WRITTEN PROBLEM: How many lines in the listing below contain the string "hand"? Reply with the number alone.

RECORDS TO USE:
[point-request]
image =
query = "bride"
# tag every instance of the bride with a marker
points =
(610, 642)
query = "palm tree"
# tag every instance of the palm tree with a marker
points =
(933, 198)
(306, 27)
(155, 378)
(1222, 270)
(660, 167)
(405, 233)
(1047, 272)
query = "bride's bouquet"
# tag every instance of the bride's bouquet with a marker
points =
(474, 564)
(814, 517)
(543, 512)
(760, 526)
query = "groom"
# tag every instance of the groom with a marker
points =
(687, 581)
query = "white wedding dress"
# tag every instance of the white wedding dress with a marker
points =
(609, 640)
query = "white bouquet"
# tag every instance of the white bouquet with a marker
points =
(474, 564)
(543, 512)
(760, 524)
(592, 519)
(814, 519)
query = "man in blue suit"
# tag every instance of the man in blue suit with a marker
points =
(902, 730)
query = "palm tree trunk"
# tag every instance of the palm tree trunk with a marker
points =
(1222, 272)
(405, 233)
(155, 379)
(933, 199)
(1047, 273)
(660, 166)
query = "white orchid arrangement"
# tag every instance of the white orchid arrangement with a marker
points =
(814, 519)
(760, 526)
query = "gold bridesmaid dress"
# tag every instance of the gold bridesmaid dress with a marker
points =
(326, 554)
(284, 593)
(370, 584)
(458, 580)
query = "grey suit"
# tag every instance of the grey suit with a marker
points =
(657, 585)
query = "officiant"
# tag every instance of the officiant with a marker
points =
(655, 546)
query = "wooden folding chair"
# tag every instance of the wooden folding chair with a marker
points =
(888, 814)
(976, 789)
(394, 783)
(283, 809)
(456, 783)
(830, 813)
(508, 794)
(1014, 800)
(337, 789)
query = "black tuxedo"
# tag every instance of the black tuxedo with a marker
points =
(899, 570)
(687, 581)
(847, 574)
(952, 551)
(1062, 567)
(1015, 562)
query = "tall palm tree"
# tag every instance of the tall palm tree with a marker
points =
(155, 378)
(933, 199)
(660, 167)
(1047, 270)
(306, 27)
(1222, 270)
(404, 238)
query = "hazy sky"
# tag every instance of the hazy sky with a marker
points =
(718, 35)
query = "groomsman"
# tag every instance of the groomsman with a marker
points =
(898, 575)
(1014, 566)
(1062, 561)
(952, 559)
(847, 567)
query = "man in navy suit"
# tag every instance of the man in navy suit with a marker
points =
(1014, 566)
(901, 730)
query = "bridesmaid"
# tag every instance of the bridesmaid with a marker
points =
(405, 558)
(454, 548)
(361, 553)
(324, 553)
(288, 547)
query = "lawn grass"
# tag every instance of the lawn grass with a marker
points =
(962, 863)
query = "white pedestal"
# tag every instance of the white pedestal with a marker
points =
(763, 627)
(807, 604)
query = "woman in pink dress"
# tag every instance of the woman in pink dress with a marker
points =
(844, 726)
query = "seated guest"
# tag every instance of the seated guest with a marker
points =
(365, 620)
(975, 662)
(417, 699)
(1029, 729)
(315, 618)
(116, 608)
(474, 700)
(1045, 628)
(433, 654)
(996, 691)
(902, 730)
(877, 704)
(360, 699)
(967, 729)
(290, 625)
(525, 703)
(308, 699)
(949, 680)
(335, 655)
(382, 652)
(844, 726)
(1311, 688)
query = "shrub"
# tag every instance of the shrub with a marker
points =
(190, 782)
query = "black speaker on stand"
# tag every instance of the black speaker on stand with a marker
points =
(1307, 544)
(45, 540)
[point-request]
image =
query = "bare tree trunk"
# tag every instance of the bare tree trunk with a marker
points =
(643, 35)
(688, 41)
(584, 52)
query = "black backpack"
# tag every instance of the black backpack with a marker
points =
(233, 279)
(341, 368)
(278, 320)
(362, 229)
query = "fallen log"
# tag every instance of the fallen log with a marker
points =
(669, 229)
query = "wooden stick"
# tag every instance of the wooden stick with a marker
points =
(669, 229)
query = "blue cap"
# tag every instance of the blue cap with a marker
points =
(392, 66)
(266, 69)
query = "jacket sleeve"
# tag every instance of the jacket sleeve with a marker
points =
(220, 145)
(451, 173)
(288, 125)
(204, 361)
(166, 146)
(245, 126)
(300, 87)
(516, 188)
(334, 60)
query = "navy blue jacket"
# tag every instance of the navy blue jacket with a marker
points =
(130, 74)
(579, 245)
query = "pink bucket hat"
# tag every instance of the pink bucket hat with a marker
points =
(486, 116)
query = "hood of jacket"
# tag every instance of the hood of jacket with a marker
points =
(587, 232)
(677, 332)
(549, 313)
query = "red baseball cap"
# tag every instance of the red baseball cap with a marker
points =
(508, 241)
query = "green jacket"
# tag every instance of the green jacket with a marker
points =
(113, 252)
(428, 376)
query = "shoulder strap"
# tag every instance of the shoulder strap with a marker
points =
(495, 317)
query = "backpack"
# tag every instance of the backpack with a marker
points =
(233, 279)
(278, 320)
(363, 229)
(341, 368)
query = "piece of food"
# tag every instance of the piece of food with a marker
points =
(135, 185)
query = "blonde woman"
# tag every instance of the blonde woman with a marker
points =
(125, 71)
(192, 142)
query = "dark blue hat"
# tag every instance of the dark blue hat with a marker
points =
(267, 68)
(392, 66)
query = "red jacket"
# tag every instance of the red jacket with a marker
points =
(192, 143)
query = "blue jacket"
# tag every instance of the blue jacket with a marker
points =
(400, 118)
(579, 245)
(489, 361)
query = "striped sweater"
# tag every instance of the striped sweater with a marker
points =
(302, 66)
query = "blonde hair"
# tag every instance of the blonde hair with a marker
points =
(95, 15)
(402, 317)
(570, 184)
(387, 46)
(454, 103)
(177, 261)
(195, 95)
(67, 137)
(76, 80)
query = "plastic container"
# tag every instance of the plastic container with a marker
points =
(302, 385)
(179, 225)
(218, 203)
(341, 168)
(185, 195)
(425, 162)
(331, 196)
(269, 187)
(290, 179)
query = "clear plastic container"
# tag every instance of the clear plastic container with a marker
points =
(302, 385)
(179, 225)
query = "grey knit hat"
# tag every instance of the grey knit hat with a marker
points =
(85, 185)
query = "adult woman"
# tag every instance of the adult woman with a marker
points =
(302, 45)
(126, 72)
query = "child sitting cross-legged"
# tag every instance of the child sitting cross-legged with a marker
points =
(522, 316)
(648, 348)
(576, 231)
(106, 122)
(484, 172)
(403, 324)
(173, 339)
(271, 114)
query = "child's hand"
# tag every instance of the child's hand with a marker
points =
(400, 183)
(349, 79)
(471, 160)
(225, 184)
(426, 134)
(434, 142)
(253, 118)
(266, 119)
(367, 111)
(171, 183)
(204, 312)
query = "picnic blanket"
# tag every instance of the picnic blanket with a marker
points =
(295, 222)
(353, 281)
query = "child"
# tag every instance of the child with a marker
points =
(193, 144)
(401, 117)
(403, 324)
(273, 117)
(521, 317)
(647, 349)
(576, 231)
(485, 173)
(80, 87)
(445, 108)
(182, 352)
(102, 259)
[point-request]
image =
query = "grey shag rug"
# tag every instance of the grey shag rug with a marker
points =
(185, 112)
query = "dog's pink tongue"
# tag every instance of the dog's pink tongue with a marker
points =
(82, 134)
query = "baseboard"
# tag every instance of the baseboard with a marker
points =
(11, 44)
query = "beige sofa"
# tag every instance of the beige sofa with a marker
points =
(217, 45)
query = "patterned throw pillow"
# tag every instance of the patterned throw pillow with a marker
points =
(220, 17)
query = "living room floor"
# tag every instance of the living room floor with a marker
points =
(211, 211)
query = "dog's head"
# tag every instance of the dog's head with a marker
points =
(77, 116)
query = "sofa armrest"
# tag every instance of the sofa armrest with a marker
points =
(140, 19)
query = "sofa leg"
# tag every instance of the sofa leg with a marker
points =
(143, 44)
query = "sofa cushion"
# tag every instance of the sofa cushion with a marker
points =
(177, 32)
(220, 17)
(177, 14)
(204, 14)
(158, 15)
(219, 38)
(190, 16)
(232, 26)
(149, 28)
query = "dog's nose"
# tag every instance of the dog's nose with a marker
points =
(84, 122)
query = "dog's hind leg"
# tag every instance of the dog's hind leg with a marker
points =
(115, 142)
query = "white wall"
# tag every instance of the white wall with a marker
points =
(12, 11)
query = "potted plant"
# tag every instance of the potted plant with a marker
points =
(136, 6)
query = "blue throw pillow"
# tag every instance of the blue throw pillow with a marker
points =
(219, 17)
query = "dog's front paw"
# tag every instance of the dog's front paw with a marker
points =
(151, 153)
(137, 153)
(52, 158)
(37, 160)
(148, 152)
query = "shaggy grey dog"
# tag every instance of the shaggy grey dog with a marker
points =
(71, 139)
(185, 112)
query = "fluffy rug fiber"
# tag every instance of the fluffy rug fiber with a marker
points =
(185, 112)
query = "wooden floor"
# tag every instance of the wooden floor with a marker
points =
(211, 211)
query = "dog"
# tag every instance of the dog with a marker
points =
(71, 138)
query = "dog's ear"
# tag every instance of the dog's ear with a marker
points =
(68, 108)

SOLUTION: 2